DIRECTION:
Please copy out the stretch from the start of the material through the line containing "<point>146,427</point>", putting "occurrence" in place of "instance" and leaving everything else unchanged.
_ _ _ _ _
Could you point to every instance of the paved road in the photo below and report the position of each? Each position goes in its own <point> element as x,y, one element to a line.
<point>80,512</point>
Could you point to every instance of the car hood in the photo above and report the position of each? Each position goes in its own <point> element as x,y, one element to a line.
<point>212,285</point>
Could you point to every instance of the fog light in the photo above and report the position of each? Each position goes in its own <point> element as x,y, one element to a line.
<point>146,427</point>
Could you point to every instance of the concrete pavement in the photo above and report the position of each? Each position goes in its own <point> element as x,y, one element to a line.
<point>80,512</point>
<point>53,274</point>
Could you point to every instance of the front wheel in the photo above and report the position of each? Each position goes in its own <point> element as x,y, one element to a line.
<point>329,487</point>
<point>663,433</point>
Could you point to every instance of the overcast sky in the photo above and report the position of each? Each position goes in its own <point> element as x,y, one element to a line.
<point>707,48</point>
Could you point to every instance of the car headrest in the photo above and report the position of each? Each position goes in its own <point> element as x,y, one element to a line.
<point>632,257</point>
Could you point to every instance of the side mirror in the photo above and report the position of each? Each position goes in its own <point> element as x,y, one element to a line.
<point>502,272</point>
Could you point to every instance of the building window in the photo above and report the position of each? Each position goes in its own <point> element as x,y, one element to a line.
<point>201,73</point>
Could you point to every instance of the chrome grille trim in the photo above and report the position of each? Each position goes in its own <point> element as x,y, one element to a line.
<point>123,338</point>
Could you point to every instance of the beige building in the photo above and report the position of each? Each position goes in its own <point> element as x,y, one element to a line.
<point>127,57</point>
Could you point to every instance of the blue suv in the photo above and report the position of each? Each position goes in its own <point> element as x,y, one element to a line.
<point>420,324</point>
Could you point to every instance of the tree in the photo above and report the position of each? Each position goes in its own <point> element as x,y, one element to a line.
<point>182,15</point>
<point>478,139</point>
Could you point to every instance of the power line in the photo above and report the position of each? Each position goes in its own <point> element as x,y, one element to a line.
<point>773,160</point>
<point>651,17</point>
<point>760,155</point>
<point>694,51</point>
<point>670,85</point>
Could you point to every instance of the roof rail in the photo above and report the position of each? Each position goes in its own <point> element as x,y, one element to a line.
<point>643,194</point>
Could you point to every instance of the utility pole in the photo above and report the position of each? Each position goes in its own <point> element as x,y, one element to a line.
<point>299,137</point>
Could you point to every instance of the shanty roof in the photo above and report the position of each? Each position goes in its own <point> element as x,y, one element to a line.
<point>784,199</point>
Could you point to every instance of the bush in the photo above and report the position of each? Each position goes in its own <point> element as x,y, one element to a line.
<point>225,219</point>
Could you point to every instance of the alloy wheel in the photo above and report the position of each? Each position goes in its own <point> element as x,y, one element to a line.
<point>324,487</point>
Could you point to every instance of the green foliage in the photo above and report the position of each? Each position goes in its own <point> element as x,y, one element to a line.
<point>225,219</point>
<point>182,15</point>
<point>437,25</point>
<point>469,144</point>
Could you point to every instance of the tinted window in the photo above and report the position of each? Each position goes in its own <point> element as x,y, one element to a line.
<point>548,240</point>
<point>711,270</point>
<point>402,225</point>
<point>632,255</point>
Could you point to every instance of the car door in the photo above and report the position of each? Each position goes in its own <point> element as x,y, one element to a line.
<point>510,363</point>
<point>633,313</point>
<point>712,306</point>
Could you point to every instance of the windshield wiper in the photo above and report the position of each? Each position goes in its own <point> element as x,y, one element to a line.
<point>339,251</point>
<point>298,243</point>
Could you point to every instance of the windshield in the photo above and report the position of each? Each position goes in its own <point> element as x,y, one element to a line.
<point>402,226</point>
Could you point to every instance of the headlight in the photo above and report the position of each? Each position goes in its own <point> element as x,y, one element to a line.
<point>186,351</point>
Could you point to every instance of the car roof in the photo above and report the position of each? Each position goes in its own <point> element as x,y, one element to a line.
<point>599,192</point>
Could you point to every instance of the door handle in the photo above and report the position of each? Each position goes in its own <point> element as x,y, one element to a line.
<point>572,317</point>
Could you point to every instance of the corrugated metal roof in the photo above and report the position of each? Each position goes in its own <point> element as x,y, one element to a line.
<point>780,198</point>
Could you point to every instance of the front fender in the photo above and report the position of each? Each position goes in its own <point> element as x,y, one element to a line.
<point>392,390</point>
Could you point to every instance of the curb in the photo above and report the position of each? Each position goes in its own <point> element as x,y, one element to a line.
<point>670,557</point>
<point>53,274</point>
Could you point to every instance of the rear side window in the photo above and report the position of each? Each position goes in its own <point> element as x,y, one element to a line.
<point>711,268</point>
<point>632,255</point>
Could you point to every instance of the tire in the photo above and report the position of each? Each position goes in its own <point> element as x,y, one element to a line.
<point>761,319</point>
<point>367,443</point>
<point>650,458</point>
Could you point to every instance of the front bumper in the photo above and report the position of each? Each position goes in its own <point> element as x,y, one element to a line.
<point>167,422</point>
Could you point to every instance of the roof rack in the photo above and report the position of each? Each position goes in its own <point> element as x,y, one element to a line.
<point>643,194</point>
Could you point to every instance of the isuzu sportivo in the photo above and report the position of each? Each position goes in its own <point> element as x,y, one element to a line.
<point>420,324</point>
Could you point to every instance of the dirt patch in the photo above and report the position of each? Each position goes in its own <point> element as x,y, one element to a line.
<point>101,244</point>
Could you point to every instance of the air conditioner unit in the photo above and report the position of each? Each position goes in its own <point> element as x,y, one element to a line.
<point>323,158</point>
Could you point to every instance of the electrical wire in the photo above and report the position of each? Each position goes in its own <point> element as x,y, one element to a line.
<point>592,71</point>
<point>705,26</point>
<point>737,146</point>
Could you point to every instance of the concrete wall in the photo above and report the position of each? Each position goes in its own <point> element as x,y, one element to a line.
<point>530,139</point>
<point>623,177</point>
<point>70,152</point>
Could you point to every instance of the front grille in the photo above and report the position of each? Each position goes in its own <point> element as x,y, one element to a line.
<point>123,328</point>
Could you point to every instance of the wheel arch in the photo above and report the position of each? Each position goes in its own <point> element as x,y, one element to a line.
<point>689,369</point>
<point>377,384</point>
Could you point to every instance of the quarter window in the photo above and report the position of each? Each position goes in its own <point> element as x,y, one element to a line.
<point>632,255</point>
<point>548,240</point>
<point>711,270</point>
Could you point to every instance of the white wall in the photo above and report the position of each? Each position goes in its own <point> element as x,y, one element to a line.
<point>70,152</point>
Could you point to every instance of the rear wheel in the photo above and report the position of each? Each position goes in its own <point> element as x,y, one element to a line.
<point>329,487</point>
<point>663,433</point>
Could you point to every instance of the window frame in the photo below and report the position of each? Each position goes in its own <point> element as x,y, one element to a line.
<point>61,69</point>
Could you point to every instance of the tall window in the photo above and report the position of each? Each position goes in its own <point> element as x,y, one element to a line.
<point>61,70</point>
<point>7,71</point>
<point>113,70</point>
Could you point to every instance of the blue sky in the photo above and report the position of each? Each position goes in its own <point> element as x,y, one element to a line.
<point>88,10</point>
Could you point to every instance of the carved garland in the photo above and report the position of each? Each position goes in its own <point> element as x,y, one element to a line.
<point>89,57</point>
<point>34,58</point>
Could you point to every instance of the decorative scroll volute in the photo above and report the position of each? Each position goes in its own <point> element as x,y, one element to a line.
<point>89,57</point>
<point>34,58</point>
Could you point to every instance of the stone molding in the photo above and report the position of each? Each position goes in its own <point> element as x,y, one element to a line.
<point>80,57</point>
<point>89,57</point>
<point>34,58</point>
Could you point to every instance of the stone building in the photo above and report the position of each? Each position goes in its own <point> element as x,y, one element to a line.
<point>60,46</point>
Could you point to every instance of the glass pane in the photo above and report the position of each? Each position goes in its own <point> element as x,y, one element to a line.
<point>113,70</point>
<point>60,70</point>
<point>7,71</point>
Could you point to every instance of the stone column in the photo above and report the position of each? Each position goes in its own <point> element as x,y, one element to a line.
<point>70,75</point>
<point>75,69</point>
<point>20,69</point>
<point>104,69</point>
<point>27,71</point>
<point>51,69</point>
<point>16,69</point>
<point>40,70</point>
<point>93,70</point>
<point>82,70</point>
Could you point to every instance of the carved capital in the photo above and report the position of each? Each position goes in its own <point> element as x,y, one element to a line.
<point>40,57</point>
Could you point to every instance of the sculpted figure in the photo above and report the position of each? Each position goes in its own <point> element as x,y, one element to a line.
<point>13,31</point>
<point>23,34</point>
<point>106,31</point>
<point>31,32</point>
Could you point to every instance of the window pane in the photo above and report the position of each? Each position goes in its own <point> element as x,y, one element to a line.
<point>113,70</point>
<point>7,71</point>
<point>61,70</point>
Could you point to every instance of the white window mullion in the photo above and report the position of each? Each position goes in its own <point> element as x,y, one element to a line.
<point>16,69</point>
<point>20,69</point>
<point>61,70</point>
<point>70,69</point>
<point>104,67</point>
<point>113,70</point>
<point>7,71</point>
_ _ _ _ _
RESPONSE FOR THIS EXERCISE:
Could you point to every occurrence of the paved road in the photo below and report the position of each? Each position goes in its own <point> element as x,y, one element to a line.
<point>80,512</point>
Could you point to every occurrence of the car hood in the photo above and report the position of each? Each position goes in its own <point> element as x,y, one element to a line.
<point>212,285</point>
Could you point to every occurrence of the fog light in the photo above and report the position of each? Each position goes in its own <point> element as x,y, one element to a line.
<point>146,427</point>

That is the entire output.